===== Data section

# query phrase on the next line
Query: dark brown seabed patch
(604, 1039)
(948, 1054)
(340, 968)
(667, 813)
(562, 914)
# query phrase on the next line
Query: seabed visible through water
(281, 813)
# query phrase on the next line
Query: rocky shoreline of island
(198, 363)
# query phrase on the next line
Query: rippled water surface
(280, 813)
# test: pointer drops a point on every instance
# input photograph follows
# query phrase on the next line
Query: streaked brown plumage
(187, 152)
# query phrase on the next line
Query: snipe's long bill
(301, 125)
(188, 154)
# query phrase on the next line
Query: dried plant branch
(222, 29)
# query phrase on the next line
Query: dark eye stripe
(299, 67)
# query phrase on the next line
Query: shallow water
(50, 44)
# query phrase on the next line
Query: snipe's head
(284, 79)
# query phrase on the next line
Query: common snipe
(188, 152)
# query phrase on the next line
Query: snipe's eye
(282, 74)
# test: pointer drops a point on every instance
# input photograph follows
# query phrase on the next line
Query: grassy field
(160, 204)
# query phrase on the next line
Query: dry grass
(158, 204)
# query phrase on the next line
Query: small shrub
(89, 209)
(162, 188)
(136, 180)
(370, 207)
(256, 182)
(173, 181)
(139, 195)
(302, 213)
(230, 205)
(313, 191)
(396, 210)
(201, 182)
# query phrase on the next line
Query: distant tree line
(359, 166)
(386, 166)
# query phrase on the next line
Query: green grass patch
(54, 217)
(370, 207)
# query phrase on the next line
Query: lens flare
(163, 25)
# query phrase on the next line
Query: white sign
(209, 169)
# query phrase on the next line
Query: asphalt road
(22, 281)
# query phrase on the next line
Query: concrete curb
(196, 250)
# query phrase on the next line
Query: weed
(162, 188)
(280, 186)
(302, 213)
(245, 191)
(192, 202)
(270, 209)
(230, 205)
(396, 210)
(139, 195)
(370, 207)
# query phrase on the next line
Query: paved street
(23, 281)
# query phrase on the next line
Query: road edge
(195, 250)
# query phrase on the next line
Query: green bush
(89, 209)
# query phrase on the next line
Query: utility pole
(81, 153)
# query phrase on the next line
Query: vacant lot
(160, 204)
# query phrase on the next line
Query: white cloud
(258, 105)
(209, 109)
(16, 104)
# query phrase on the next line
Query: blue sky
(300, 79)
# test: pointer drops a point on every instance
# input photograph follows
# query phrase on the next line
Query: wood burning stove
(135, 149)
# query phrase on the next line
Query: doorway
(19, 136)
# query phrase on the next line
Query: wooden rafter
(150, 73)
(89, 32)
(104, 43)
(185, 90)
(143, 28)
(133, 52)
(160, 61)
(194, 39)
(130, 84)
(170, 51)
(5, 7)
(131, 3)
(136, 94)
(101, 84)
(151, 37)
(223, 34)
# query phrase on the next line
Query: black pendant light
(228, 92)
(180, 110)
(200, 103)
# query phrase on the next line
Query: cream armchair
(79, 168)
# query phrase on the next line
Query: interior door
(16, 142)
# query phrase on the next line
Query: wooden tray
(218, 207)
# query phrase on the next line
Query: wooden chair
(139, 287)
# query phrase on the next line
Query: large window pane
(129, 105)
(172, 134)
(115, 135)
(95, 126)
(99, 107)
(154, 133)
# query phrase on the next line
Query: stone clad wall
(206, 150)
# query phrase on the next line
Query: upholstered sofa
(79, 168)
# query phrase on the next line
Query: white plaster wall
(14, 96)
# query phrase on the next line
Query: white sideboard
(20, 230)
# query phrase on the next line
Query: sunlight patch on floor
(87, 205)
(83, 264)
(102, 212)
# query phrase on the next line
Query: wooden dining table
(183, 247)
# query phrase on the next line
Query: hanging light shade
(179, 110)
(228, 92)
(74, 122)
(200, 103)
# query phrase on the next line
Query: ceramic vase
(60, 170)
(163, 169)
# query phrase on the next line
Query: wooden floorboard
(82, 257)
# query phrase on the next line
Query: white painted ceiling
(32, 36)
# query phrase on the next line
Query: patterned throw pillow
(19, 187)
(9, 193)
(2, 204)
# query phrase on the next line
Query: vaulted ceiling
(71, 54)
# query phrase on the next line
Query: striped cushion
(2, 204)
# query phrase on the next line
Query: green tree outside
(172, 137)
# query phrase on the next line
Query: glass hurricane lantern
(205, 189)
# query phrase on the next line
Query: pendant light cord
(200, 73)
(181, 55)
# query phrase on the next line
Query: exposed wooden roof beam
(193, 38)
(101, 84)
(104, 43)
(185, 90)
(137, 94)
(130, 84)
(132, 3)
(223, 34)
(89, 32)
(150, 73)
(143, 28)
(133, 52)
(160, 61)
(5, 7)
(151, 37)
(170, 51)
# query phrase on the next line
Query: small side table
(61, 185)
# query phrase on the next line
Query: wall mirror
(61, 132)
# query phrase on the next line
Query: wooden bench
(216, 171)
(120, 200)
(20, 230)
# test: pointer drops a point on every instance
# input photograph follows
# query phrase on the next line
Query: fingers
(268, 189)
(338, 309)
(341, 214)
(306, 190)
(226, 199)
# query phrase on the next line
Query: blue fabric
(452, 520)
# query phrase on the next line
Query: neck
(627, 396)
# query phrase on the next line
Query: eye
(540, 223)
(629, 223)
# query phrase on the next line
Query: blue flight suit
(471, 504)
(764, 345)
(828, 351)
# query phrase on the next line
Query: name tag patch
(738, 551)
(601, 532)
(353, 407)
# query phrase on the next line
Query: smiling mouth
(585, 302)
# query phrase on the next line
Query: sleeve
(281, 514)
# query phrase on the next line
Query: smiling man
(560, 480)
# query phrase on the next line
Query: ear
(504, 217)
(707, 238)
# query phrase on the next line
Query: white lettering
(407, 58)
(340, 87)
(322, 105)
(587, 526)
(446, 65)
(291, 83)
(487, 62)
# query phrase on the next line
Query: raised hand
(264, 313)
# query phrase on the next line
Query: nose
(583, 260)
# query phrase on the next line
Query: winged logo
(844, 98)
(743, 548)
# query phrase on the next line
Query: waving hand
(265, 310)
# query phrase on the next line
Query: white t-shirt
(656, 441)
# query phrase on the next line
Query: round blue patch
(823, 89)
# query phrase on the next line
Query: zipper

==========

What needs to be done
Write out every entry verbatim.

The solution
# query phrase on the next line
Query: dark brown seabed patch
(604, 1039)
(948, 1054)
(340, 968)
(667, 813)
(562, 914)
# query phrase on the next line
Query: seabed visible through water
(281, 813)
# query phrase on the next line
Query: rocky shoreline of island
(198, 363)
# query phrase on the next line
Query: rippled water surface
(280, 813)
# test: pointer drops a point on every instance
# input photograph follows
# query phrase on the next line
Query: streaked brown plumage
(187, 152)
# query phrase on the next line
Query: snipe's long bill
(301, 125)
(188, 154)
# query phrase on the next line
Query: dried plant branch
(222, 29)
# query phrase on the next line
Query: dark eye stripe
(299, 67)
# query phrase on the next line
Query: shallow water
(50, 44)
# query phrase on the next line
Query: snipe's head
(284, 79)
# query phrase on the next line
Query: common snipe
(188, 152)
# query phrase on the next line
Query: snipe's eye
(282, 74)
# test: pointer drops a point on every instance
# input photograph follows
# query phrase on the next line
Query: grassy field
(160, 204)
# query phrase on the next line
Query: dry grass
(158, 204)
# query phrase on the next line
Query: small shrub
(89, 209)
(162, 188)
(136, 180)
(370, 207)
(256, 182)
(173, 181)
(139, 195)
(302, 213)
(230, 205)
(313, 191)
(396, 210)
(201, 182)
# query phrase on the next line
Query: distant tree line
(359, 166)
(386, 166)
# query phrase on the next line
Query: green grass patch
(54, 217)
(370, 207)
# query phrase on the next line
Query: lens flare
(163, 25)
# query phrase on the next line
Query: white sign
(209, 169)
# query phrase on the next line
Query: asphalt road
(22, 281)
# query phrase on the next line
Query: concrete curb
(196, 250)
# query phrase on the next line
Query: weed
(162, 188)
(280, 186)
(302, 213)
(245, 191)
(192, 202)
(270, 209)
(230, 205)
(396, 210)
(139, 195)
(370, 207)
# query phrase on the next line
Query: paved street
(23, 281)
# query phrase on the next line
Query: road edge
(195, 250)
# query phrase on the next line
Query: green bush
(89, 209)
# query phrase on the next line
Query: utility pole
(81, 153)
# query phrase on the next line
Query: vacant lot
(160, 204)
# query phrase on the next line
Query: white cloud
(258, 105)
(209, 109)
(16, 104)
# query phrase on the next line
Query: blue sky
(300, 79)
# test: pointer drops a point on every instance
# input photograph follows
# query phrase on the next line
Query: wood burning stove
(135, 149)
# query phrase on the next line
Query: doorway
(19, 136)
# query phrase on the next line
Query: wooden rafter
(150, 73)
(89, 32)
(104, 43)
(185, 90)
(143, 28)
(133, 52)
(160, 61)
(194, 39)
(130, 84)
(170, 51)
(5, 7)
(131, 3)
(136, 94)
(101, 84)
(151, 37)
(223, 34)
# query phrase on the next line
Query: black pendant light
(228, 92)
(180, 110)
(200, 103)
# query phrase on the next line
Query: cream armchair
(79, 168)
# query phrase on the next line
Query: interior door
(16, 142)
# query phrase on the next line
Query: wooden tray
(218, 207)
# query phrase on the next line
Query: wooden chair
(139, 287)
# query phrase on the next line
Query: large window pane
(129, 105)
(172, 134)
(115, 135)
(95, 126)
(99, 107)
(154, 133)
# query phrase on the next line
Query: stone clad wall
(206, 150)
# query phrase on the next line
Query: upholstered sofa
(79, 168)
# query phrase on the next line
Query: white plaster wall
(14, 96)
# query phrase on the next line
Query: white sideboard
(20, 230)
# query phrase on the next line
Query: sunlight patch on floor
(87, 205)
(83, 264)
(102, 212)
# query phrase on the next line
Query: wooden dining table
(183, 247)
# query phrase on the next line
Query: hanging light shade
(179, 110)
(228, 92)
(74, 122)
(200, 103)
# query phrase on the next line
Query: ceramic vase
(60, 170)
(163, 169)
# query phrase on the next line
Query: wooden floorboard
(82, 257)
# query phrase on the next line
Query: white painted ceiling
(32, 36)
# query phrase on the next line
Query: patterned throw pillow
(19, 187)
(9, 193)
(2, 204)
# query phrase on the next line
Query: vaulted ceiling
(71, 54)
# query phrase on the next line
Query: striped cushion
(2, 204)
# query phrase on the next line
Query: green tree outside
(172, 137)
# query phrase on the next line
Query: glass hurricane lantern
(205, 189)
# query phrase on the next line
Query: pendant light cord
(200, 73)
(181, 55)
# query phrase on the next line
Query: exposed wooden roof beam
(193, 38)
(101, 84)
(104, 43)
(185, 90)
(137, 94)
(130, 84)
(132, 3)
(223, 34)
(89, 32)
(150, 73)
(143, 28)
(133, 52)
(160, 61)
(5, 7)
(151, 37)
(170, 51)
# query phrase on the next line
Query: small side table
(61, 185)
# query phrase on the next line
Query: wall mirror
(61, 132)
# query phrase on the next line
Query: wooden bench
(216, 171)
(120, 200)
(20, 230)
# test: pointer drops a point on every instance
# input photograph follows
# query phrase on the next line
Query: fingers
(268, 189)
(338, 309)
(341, 214)
(306, 190)
(226, 199)
# query phrase on the next line
Query: blue fabric
(452, 520)
# query phrase on the next line
Query: neck
(627, 396)
# query phrase on the next line
Query: eye
(540, 223)
(629, 223)
# query phrase on the next line
Query: blue flight suit
(471, 504)
(764, 345)
(828, 351)
# query phrase on the next line
Query: name tag patch
(738, 551)
(601, 532)
(353, 407)
# query phrase on the next line
Query: smiling mouth
(585, 302)
# query phrase on the next line
Query: sleeve
(281, 514)
# query phrase on the next line
Query: smiling man
(560, 480)
# query phrase on the next line
Query: ear
(504, 217)
(707, 238)
# query phrase on the next line
Query: white lettering
(407, 58)
(340, 87)
(322, 105)
(587, 526)
(446, 65)
(291, 83)
(487, 62)
# query phrase on the next line
Query: raised hand
(264, 313)
# query phrase on the next line
Query: nose
(583, 260)
# query phrase on the next line
Query: winged logo
(844, 98)
(743, 548)
# query phrase on the next line
Query: waving hand
(265, 310)
# query phrase on the next line
Query: white t-shirt
(656, 441)
# query phrase on the next line
Query: round blue patch
(823, 89)
# query phrase on the next line
Query: zipper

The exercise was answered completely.